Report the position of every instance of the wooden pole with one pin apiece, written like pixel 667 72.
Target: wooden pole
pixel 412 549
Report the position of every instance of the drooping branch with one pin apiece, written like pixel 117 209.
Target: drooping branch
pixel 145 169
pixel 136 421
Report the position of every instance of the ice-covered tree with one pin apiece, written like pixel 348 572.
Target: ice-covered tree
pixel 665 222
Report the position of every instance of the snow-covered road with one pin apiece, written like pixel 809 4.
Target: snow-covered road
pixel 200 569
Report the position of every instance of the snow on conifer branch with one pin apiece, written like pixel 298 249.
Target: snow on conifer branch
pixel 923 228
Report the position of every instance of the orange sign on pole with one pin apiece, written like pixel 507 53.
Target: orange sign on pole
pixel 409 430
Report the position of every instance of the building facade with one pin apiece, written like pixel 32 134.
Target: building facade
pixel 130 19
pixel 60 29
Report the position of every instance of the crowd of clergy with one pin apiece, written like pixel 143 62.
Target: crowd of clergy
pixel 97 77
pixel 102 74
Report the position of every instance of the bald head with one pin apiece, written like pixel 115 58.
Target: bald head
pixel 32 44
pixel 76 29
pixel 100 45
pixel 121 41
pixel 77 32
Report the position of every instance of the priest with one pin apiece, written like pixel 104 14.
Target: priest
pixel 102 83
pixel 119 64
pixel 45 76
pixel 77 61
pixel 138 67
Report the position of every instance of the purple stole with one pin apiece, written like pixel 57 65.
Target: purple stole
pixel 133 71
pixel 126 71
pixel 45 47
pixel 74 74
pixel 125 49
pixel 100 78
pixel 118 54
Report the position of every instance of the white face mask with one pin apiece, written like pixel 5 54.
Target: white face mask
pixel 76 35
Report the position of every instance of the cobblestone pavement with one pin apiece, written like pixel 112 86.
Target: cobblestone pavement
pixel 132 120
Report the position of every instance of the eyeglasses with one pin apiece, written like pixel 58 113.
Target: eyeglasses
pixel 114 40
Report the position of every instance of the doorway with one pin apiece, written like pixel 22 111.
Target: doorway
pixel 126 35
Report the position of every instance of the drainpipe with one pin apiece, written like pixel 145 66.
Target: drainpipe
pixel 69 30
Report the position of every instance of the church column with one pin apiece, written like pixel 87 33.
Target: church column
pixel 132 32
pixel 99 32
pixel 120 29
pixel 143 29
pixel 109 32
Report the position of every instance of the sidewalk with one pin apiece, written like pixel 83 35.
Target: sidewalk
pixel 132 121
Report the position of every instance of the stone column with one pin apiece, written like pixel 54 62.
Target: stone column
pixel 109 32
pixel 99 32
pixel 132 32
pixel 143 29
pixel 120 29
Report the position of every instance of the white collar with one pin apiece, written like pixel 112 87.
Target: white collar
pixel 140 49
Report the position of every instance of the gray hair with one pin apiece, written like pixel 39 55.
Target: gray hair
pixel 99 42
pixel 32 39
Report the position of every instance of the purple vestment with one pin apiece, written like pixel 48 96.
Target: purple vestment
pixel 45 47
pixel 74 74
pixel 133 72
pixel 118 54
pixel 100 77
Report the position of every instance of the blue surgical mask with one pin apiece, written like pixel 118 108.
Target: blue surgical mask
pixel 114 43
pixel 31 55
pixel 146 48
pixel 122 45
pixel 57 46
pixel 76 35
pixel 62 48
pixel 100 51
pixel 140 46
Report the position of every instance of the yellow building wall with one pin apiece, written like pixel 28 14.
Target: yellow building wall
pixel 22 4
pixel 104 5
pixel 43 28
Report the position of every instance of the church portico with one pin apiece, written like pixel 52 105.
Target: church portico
★ ★ ★ ★
Work required
Whenever the string "portico" occurs in a line of the entries above, copy that line.

Task answer
Report the position of every instance of the church portico with one pin apiece, written like pixel 52 105.
Target: church portico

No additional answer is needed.